■ WHAT THE TASK ASKS ■
Restate word for word the opening line of the data below and every line after it until the line with "Reviewer note: confirm that each instance of the person wearing", that line too, but not the pictures.

□ □ □ □

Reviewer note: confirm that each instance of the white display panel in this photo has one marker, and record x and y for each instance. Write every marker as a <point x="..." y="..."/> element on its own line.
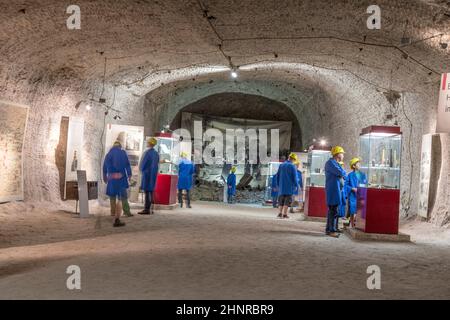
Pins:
<point x="13" y="122"/>
<point x="74" y="152"/>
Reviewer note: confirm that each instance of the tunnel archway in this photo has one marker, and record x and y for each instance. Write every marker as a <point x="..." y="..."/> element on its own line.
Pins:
<point x="245" y="106"/>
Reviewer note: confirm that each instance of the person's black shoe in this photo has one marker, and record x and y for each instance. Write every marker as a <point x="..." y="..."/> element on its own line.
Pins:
<point x="332" y="234"/>
<point x="118" y="223"/>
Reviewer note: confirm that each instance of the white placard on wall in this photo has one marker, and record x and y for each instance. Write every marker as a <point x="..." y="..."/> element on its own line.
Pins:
<point x="425" y="172"/>
<point x="13" y="123"/>
<point x="74" y="151"/>
<point x="443" y="116"/>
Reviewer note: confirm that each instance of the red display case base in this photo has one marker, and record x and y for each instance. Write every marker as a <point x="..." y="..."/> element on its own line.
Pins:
<point x="315" y="202"/>
<point x="166" y="189"/>
<point x="378" y="210"/>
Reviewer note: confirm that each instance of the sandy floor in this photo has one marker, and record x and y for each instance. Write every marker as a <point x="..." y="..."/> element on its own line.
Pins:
<point x="213" y="251"/>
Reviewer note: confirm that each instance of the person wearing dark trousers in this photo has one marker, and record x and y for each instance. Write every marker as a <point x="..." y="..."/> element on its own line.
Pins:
<point x="231" y="185"/>
<point x="343" y="205"/>
<point x="116" y="174"/>
<point x="333" y="175"/>
<point x="186" y="171"/>
<point x="274" y="191"/>
<point x="149" y="169"/>
<point x="287" y="181"/>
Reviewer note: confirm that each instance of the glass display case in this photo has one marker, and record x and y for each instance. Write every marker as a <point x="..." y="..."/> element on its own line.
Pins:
<point x="315" y="173"/>
<point x="380" y="150"/>
<point x="165" y="148"/>
<point x="315" y="197"/>
<point x="272" y="170"/>
<point x="379" y="200"/>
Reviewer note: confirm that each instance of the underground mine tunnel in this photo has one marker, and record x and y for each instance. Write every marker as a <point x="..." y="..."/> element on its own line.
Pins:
<point x="193" y="149"/>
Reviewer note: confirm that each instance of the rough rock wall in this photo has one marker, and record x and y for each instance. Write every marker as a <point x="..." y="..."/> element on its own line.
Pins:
<point x="50" y="97"/>
<point x="440" y="214"/>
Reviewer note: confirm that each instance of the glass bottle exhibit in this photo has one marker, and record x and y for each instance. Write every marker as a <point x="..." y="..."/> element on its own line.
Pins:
<point x="166" y="183"/>
<point x="315" y="197"/>
<point x="379" y="200"/>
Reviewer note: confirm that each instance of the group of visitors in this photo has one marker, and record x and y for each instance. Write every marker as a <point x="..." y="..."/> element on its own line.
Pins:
<point x="117" y="174"/>
<point x="341" y="188"/>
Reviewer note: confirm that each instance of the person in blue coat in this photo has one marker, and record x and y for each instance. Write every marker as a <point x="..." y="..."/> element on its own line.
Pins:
<point x="116" y="174"/>
<point x="333" y="188"/>
<point x="186" y="171"/>
<point x="274" y="190"/>
<point x="343" y="205"/>
<point x="149" y="172"/>
<point x="287" y="184"/>
<point x="352" y="183"/>
<point x="298" y="191"/>
<point x="231" y="185"/>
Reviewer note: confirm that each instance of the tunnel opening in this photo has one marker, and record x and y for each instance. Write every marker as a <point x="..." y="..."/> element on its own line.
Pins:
<point x="236" y="110"/>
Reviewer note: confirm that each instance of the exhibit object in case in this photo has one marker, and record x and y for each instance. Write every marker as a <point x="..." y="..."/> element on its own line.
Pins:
<point x="315" y="196"/>
<point x="272" y="170"/>
<point x="379" y="199"/>
<point x="166" y="184"/>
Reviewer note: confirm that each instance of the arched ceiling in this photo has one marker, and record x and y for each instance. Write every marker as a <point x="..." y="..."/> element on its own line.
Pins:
<point x="149" y="43"/>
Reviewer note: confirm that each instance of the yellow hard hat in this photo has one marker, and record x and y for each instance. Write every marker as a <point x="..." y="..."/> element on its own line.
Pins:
<point x="354" y="161"/>
<point x="117" y="144"/>
<point x="293" y="156"/>
<point x="152" y="141"/>
<point x="336" y="150"/>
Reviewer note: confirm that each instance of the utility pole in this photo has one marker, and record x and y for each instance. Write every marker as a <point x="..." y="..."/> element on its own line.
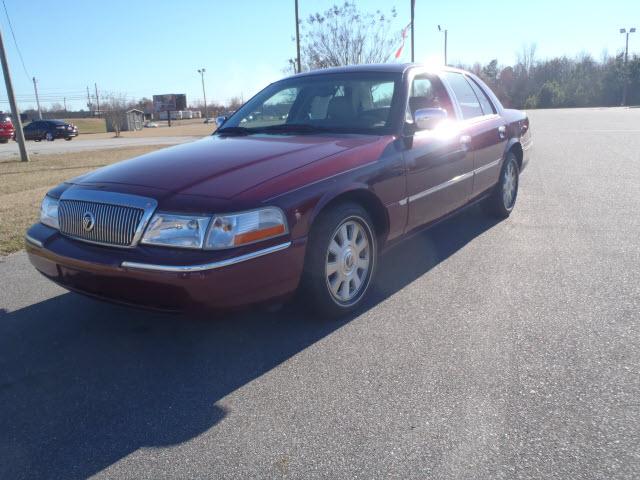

□ □ □ □

■ RESPONSE TO THIS EXERCISE ■
Reviewer note: confirm that each instance of the white display panel in this photo has one marker, and record x and y for each instance. Write every marker as a <point x="..." y="..."/> element on its own line.
Pins:
<point x="13" y="122"/>
<point x="74" y="152"/>
Reviewer note: confirm that each instance of the tunnel archway in this photo has one marker, and record x and y for each instance. Write every marker as a <point x="..." y="..."/> element on its own line.
Pins:
<point x="245" y="106"/>
Reviewer note: confirm that each instance of the person's black shoe in this photo has one marker, and record x and y for each instance. Write every marker as a <point x="..." y="..."/> element on its own line.
Pins:
<point x="332" y="234"/>
<point x="118" y="223"/>
Reviewer note: confirm that each instance of the white placard on wall in this photo has one marker, and record x and y for each instance. Write every marker as a <point x="..." y="..."/> element on its own line.
Pins:
<point x="425" y="172"/>
<point x="13" y="123"/>
<point x="74" y="151"/>
<point x="443" y="116"/>
Reviewer note: confirm that each instance of the red display case base in this photo has one marker, and record x and y for each instance. Write every marker as a <point x="..." y="..."/> element on its own line.
Pins:
<point x="315" y="202"/>
<point x="166" y="189"/>
<point x="378" y="210"/>
Reviewer note: confirm that each instance of the sandy floor in this photo has one marker, and record x and y for each instance. Write every marker as a <point x="..." y="..."/> element on its own line.
Pins:
<point x="213" y="251"/>
Reviewer note: confirm that each instance of the person wearing dark trousers in this photo has one marker, and record x and y for each instance. Write every marker as a <point x="..." y="..."/> element on its own line.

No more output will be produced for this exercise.